Retype the records that come next, word for word.

Location labeling records
=======
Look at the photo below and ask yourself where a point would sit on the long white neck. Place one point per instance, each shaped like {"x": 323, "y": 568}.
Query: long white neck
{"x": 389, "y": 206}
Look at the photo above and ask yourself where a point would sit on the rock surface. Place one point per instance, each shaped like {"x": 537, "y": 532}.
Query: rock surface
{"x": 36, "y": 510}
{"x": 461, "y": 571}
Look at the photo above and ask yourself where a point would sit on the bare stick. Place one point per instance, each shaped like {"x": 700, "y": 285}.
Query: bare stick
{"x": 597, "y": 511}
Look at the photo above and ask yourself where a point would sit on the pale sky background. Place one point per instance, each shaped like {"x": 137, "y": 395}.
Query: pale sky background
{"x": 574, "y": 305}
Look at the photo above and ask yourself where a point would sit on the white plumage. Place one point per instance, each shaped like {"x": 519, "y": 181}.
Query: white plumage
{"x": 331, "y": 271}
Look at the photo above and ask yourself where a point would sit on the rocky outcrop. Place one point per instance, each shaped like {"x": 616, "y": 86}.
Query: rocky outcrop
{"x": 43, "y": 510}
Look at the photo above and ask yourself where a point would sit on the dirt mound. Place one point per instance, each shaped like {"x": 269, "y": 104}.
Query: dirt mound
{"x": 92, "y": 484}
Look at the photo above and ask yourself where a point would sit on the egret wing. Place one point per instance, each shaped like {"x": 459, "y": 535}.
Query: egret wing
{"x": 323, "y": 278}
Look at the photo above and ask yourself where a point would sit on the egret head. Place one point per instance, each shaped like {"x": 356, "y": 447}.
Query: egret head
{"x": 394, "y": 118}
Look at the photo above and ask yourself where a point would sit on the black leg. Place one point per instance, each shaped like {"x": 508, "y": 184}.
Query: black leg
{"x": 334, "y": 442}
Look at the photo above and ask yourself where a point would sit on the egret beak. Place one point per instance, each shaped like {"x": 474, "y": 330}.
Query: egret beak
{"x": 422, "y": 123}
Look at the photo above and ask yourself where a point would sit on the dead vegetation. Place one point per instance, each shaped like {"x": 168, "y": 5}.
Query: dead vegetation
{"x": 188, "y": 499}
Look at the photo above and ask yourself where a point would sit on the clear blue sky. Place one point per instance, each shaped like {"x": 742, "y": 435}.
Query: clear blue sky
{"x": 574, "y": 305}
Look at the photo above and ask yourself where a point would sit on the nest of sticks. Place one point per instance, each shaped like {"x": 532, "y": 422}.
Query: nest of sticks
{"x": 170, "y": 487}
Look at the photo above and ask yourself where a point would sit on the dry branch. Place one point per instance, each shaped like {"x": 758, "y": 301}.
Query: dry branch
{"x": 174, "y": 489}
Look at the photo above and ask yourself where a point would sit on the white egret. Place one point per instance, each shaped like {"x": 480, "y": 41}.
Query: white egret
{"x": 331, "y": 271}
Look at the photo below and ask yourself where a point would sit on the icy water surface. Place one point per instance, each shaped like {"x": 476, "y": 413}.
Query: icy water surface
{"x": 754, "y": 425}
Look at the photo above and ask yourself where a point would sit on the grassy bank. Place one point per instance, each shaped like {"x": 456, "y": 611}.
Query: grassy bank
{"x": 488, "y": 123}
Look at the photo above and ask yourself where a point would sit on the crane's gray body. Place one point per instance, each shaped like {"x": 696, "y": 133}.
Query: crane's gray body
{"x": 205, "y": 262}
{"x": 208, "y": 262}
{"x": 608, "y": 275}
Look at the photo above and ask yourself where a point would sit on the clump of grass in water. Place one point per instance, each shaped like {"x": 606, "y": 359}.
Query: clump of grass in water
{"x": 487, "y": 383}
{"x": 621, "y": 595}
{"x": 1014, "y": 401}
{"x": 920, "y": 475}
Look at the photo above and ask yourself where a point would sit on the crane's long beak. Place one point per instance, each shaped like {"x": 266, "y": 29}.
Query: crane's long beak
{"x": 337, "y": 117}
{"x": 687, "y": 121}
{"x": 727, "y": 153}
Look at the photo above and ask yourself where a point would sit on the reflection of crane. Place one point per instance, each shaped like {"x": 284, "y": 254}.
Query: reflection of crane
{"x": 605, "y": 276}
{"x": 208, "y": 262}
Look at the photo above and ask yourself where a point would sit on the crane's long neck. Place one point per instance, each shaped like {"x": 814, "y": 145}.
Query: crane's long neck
=======
# Solution for this problem:
Look at the photo below and ask yourself where a point would sit on the long white neck. Place one point per instance, each shaped like {"x": 323, "y": 568}.
Query: long white neck
{"x": 389, "y": 206}
Look at the photo above and ask yourself where a point would sit on the rock surface. Place one point per instance, each shaped like {"x": 537, "y": 532}.
Query: rock surface
{"x": 36, "y": 510}
{"x": 461, "y": 571}
Look at the photo above and ask yourself where a point would sit on the bare stick. Place one point per instance, each shaped like {"x": 700, "y": 285}.
Query: bare stick
{"x": 597, "y": 511}
Look at the photo above and ask yourself where a point would sit on the pale sky background. Place one point per instance, each shaped like {"x": 137, "y": 395}.
Query: pale sky background
{"x": 574, "y": 305}
Look at the photo above and ask yourself where a point would sit on the white plumage. Place one point per instance, each shaped like {"x": 519, "y": 181}.
Query: white plumage
{"x": 331, "y": 271}
Look at the photo above and ask yourself where a point would sit on the rocky outcrop. Place one point per instance, each shaped like {"x": 616, "y": 86}.
Query: rocky outcrop
{"x": 43, "y": 510}
Look at the photo above and ask yourself where a point would sit on the dirt mound. Place one point per instance, each shaped like {"x": 269, "y": 104}.
Query: dirt mound
{"x": 92, "y": 484}
Look at the photo above and ask yourself where a point would sit on the egret wing. Place one point per instance, each shaped like {"x": 459, "y": 535}.
Query: egret wing
{"x": 323, "y": 278}
Look at the photo above and ask yourself where a point would sit on the egret head. Place one point per instance, each shaped like {"x": 356, "y": 447}.
Query: egret head
{"x": 394, "y": 118}
Look at the photo above and ask yourself where a point would sit on the black leg. Place one point per instance, each shaped like {"x": 508, "y": 184}.
Query: black leg
{"x": 334, "y": 442}
Look at the photo above and ask yourself where a point would sit on the egret beak. Place one point per instance, each shaped like {"x": 474, "y": 330}.
Query: egret beak
{"x": 422, "y": 123}
Look at the photo above and ask yourself where a point would sit on the dead vegetation. Place one point per instance, each shaped like {"x": 168, "y": 5}.
Query: dead vegetation
{"x": 188, "y": 499}
Look at the photo above and ask yourself where a point would sit on the clear blue sky. Place one point per instance, each shaped like {"x": 742, "y": 435}.
Query: clear blue sky
{"x": 574, "y": 305}
Look at the photo above and ask yourself where a point would sit on the nest of sticks. Place one point per instance, each shaped like {"x": 532, "y": 422}.
Query: nest of sticks
{"x": 170, "y": 487}
Look at the photo above and ask yourself where a point would sit on the dry branch. Place one point per instance, each shaped like {"x": 758, "y": 301}.
Query: dry branch
{"x": 174, "y": 489}
Look at the photo above and ask yourself where a point would sit on the white egret. Place one point per instance, each shaped like {"x": 480, "y": 41}.
Query: white egret
{"x": 331, "y": 271}
Look at the photo below and ask yourself where a point would sit on the icy water surface. Place one point per instance, each shaped like {"x": 476, "y": 413}.
Query: icy water surface
{"x": 754, "y": 425}
Look at the photo above and ask yourself where a point would sit on the grassy bank. Place one point per instance, each shaped like {"x": 456, "y": 611}.
Query: grassy bank
{"x": 488, "y": 123}
Look at the photo above and ask yourself where a point would sit on the crane's gray body. Place one point per instance, each shaped like {"x": 696, "y": 133}.
Query: crane's gray body
{"x": 205, "y": 262}
{"x": 208, "y": 262}
{"x": 608, "y": 275}
Look at the photo above and ask yourself where a point would sit on the clump of grass in water. Place one point per instance, each shaped like {"x": 606, "y": 359}.
Query: clump of grass in water
{"x": 487, "y": 383}
{"x": 621, "y": 595}
{"x": 1014, "y": 401}
{"x": 920, "y": 475}
Look at the photo above and ask yourself where a point would sit on the crane's long beak. Place one point per instance, each shaped like {"x": 266, "y": 29}.
Query: crane's long beak
{"x": 337, "y": 117}
{"x": 687, "y": 121}
{"x": 727, "y": 153}
Look at the photo above and ask yourself where a point would sit on the reflection of crane. Place one point per instance, each shaped like {"x": 284, "y": 254}.
Query: reflection of crane
{"x": 605, "y": 276}
{"x": 208, "y": 262}
Look at the photo above and ask yourself where a point would sit on the crane's long neck. Place one point per instance, each shaped like {"x": 814, "y": 145}.
Query: crane's long neck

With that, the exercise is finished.